Short exercise → Reproduce verbatim the part of the route selection text starting at "Crucial to the" and ending at "the former scenario.".

Extract to read →
********************

4.5. Route Selection

Crucial to the proper ability of hosts to exchange IP packets is the correct selection of a route to the destination. The rules for the selection of route path are traditionally made on a hop-by-hop basis [17] based solely upon the destination address of the packet. Linux behaves as a conventional routing device in this way, but can also provide a more flexible capability. Routes can be chosen and prioritized based on other packet characteristics.

The route selection algorithm under linux has been generalized to enable the powerful latter scenario without complicating the overwhelmingly common case of the former scenario.

4.5.1. The Common Case

The above sections on routing to a local network and the default gateway expose the importance of destination address for route selection. In this simplified model, the kernel need only know the destination address of the packet, which it compares against the routing tables to determine the route by which to send the packet.

The kernel searches for a matching entry for the destination first in the routing cache and then the main routing table. In the case that the machine has recently transmitted a packet to the destination address, the routing cache will contain an entry for the destination. The kernel will select the same route, and transmit the packet accordingly.

********************

Record extracts →

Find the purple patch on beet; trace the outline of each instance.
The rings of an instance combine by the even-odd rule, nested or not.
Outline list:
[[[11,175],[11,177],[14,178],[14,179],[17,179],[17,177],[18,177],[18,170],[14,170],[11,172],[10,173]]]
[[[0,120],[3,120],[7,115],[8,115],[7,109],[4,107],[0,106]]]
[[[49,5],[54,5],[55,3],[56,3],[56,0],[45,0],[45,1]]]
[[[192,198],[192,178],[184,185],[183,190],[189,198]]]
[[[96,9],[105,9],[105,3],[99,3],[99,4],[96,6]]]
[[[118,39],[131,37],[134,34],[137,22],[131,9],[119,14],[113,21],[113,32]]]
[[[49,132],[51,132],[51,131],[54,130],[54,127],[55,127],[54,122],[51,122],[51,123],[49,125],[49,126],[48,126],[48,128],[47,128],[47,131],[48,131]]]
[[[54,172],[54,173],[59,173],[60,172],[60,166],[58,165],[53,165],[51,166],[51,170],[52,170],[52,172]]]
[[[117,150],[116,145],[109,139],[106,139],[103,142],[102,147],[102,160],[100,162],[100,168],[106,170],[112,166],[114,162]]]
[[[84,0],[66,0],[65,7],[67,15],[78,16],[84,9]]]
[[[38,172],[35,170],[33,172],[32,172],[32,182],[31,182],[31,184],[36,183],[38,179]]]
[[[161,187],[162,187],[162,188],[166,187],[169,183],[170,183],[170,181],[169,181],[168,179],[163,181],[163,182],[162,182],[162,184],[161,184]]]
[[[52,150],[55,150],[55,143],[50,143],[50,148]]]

********************

Response →
Crucial to the proper ability of hosts to exchange IP packets is the correct selection of a route to the destination. The rules for the selection of route path are traditionally made on a hop-by-hop basis [17] based solely upon the destination address of the packet. Linux behaves as a conventional routing device in this way, but can also provide a more flexible capability. Routes can be chosen and prioritized based on other packet characteristics.

The route selection algorithm under linux has been generalized to enable the powerful latter scenario without complicating the overwhelmingly common case of the former scenario.